◆ What you have to do: Reproduce exactly the lines below, starting with the line that contains "TARGET = woman wearing gray jacket" and ending with the last line of the records, both included, and nothing else.

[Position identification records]
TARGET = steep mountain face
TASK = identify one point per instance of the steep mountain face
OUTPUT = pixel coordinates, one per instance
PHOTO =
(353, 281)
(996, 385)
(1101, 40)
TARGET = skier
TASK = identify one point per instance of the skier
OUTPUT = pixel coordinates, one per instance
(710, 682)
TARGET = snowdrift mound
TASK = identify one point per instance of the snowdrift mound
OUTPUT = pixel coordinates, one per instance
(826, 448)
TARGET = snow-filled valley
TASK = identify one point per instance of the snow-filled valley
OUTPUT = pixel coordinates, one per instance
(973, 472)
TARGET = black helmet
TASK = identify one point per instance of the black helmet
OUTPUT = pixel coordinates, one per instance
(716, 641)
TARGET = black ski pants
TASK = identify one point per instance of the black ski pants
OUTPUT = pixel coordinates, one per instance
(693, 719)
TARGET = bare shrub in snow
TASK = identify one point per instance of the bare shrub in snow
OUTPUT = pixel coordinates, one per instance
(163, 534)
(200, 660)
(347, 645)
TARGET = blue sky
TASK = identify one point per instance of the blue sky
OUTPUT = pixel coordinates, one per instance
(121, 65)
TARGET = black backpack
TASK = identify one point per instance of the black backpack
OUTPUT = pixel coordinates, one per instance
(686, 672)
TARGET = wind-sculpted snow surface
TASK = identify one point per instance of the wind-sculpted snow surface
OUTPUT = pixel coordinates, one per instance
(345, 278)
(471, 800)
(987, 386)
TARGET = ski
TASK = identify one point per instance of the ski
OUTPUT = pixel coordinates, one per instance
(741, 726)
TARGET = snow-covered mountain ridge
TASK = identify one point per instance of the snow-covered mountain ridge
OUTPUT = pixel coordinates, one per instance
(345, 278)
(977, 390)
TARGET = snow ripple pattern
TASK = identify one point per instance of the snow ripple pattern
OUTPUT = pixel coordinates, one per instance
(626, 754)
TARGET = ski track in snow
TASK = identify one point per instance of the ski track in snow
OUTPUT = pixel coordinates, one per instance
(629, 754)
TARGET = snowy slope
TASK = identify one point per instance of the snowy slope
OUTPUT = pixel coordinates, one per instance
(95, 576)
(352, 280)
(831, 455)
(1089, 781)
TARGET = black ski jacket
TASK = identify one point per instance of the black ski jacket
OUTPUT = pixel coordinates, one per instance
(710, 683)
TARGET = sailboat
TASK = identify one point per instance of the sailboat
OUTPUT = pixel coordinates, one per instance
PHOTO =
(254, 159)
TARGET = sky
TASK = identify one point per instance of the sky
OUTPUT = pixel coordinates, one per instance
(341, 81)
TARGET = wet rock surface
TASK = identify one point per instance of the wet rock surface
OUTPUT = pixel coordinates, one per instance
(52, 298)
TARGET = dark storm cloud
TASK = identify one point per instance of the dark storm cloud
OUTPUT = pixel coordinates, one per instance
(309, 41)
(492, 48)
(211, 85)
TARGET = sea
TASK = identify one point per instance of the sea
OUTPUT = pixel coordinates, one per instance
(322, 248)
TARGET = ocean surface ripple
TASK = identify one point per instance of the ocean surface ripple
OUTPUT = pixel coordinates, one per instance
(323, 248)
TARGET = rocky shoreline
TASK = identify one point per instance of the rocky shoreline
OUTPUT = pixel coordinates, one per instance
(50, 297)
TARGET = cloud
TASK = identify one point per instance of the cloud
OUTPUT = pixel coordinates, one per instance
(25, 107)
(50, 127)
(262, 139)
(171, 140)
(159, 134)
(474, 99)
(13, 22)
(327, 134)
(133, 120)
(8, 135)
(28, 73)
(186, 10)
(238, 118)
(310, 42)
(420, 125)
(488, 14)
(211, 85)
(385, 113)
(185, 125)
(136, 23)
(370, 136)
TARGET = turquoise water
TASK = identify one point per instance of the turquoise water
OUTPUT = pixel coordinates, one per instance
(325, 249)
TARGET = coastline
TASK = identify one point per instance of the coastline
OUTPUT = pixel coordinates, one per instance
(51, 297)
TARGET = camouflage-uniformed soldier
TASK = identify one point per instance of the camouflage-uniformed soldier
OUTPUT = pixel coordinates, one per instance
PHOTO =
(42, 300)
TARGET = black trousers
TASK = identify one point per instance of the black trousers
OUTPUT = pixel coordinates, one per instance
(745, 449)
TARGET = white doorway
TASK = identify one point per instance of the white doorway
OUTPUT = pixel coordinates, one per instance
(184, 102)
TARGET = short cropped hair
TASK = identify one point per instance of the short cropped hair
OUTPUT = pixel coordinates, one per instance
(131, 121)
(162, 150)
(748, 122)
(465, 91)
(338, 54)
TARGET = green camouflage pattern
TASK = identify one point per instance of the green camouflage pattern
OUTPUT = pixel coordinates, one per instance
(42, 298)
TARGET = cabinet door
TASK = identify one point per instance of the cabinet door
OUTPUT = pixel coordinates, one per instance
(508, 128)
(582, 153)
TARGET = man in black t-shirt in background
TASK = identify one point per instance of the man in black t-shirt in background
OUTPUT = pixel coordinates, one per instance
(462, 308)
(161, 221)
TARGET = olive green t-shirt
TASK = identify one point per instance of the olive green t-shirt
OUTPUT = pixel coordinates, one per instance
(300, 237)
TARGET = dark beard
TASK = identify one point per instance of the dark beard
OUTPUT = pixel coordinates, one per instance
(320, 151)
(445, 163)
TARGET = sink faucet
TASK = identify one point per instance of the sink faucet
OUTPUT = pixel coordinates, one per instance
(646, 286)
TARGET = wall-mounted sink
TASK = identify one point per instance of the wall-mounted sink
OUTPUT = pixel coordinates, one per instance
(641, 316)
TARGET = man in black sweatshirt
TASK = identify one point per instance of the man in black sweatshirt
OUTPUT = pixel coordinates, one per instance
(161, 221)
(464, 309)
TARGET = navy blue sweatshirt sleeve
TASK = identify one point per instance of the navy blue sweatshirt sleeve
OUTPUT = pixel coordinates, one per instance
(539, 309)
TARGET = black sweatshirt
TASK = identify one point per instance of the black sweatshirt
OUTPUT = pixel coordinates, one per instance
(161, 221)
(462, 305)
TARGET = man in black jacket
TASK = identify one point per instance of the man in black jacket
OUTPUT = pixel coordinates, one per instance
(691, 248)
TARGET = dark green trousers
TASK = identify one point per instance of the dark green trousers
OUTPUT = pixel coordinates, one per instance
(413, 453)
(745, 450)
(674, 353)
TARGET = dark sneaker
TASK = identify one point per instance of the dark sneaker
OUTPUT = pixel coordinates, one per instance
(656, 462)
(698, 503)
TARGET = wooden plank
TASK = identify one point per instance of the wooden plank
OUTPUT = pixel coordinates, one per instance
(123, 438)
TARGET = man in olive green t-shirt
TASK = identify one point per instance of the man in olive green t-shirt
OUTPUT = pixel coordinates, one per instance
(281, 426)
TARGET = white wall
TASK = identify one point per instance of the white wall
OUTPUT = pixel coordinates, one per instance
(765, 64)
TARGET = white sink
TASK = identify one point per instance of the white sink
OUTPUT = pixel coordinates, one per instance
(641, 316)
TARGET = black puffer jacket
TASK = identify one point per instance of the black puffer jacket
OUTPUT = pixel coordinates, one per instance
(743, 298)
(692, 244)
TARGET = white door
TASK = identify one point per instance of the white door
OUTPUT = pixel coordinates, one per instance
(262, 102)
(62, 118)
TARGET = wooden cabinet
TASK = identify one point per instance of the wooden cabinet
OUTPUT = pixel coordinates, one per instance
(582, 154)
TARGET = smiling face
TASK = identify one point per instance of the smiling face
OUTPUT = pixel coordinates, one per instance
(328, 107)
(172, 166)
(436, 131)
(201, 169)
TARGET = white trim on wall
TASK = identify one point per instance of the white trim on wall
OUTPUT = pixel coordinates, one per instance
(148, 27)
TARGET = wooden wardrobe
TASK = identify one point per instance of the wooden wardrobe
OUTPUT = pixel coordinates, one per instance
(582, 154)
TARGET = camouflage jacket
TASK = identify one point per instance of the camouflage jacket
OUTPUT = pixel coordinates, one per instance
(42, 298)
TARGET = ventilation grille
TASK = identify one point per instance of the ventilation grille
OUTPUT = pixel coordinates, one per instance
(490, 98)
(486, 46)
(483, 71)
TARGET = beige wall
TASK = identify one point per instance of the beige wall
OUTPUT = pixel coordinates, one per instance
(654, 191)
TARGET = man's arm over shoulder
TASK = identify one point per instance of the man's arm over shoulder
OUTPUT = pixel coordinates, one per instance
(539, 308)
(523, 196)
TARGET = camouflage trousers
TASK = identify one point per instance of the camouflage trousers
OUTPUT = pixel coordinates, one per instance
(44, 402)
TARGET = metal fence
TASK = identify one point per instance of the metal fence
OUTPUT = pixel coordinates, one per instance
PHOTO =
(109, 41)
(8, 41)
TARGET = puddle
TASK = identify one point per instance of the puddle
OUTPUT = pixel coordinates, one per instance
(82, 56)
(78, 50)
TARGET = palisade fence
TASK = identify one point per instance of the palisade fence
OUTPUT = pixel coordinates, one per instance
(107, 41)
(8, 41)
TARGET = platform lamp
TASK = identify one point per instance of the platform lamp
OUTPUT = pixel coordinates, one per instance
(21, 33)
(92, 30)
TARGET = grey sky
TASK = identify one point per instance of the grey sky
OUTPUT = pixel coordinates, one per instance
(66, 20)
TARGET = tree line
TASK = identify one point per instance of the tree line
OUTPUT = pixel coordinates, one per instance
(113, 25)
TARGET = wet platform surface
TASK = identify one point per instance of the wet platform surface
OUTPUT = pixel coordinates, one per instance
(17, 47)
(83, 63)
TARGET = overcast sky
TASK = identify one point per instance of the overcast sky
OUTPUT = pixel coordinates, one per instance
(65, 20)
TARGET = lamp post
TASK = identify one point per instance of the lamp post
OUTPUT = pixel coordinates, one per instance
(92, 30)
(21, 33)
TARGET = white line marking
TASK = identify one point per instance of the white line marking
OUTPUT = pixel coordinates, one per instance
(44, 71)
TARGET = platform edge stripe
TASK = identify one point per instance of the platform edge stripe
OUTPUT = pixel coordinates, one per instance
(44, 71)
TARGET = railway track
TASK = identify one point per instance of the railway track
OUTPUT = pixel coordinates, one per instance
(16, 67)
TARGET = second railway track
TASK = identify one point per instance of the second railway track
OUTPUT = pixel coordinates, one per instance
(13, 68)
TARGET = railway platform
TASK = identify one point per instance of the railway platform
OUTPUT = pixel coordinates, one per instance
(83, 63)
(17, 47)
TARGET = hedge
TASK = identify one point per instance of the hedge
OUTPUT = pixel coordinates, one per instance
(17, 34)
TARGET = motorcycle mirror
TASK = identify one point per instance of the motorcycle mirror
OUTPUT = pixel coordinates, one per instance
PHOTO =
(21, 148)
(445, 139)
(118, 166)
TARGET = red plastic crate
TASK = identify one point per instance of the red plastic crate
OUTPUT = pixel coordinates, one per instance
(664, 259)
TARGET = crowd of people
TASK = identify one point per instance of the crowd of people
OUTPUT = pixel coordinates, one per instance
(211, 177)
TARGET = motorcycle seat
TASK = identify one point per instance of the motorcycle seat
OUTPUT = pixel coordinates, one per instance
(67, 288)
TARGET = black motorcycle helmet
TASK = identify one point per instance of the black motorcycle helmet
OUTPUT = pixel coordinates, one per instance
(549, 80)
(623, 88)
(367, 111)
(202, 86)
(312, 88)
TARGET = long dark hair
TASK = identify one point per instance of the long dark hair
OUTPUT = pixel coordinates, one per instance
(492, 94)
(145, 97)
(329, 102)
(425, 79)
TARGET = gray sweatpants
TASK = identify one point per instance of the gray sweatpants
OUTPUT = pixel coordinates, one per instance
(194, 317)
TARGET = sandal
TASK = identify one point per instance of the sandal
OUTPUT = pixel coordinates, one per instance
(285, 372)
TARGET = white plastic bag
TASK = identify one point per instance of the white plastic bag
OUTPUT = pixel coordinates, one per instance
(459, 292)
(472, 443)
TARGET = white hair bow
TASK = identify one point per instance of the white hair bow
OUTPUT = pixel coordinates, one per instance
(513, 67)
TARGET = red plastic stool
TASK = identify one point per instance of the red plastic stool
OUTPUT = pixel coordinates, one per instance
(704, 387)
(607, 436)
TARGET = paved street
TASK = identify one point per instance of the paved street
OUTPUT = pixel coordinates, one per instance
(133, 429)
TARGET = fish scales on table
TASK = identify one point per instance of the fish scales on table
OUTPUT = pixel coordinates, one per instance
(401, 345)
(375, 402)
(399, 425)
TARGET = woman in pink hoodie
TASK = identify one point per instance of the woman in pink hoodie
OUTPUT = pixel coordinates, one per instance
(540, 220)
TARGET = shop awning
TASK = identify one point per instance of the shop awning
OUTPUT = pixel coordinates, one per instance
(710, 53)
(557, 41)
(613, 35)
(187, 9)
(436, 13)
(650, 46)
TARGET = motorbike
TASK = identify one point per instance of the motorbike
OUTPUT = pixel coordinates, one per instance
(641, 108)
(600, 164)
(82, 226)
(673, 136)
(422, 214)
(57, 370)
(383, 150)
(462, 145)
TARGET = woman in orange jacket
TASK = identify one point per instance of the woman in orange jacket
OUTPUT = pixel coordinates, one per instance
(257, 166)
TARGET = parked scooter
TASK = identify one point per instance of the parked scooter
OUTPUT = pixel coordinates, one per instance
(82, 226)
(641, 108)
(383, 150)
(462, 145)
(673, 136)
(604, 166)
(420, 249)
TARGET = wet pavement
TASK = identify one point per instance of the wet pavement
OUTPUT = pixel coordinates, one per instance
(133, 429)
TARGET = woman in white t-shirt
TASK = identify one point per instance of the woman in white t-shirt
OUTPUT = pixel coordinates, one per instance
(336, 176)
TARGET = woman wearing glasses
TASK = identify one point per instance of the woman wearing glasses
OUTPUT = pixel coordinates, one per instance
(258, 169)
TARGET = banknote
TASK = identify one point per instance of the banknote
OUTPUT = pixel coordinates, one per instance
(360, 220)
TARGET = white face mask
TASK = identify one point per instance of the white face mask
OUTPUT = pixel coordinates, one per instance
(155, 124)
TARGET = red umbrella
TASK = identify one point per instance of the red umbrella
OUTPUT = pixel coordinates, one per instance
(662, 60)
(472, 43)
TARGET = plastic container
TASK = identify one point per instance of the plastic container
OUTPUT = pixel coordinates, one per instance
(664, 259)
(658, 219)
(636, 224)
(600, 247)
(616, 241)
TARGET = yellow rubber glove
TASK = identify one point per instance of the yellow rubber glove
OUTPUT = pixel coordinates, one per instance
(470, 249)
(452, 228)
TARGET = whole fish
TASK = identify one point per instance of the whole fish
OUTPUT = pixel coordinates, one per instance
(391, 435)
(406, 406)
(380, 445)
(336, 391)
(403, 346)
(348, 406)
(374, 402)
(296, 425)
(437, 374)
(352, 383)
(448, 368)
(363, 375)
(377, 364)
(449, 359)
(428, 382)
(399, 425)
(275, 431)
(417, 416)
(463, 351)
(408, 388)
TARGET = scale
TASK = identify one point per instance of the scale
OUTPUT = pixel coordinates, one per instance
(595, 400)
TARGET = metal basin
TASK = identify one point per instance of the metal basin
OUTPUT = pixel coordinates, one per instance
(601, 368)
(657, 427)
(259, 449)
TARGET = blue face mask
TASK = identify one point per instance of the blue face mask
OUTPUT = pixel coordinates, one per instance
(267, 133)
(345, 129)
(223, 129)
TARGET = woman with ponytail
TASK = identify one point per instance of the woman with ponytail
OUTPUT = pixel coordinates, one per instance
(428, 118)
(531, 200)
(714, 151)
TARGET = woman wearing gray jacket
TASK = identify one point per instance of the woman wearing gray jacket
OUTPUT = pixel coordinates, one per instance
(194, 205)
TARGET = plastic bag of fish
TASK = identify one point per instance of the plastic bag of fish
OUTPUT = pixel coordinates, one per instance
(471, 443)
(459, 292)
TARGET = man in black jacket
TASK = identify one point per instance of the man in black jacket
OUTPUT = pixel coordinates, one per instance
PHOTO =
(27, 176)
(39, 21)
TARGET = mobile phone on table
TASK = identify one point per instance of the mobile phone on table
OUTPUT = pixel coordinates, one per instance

◆ Correct response:
TARGET = woman wearing gray jacket
TASK = identify one point per instance of the woman wearing gray jacket
OUTPUT = pixel coordinates, one per instance
(194, 205)
TARGET = plastic bag of fish
TASK = identify one point per instance of the plastic bag of fish
OUTPUT = pixel coordinates, one per instance
(471, 443)
(459, 292)
TARGET = man in black jacket
TASK = identify one point per instance of the man in black jacket
OUTPUT = pixel coordinates, one per instance
PHOTO =
(27, 176)
(39, 21)
TARGET = mobile phone on table
TASK = identify one point per instance of the mobile phone on table
OUTPUT = pixel coordinates, one per instance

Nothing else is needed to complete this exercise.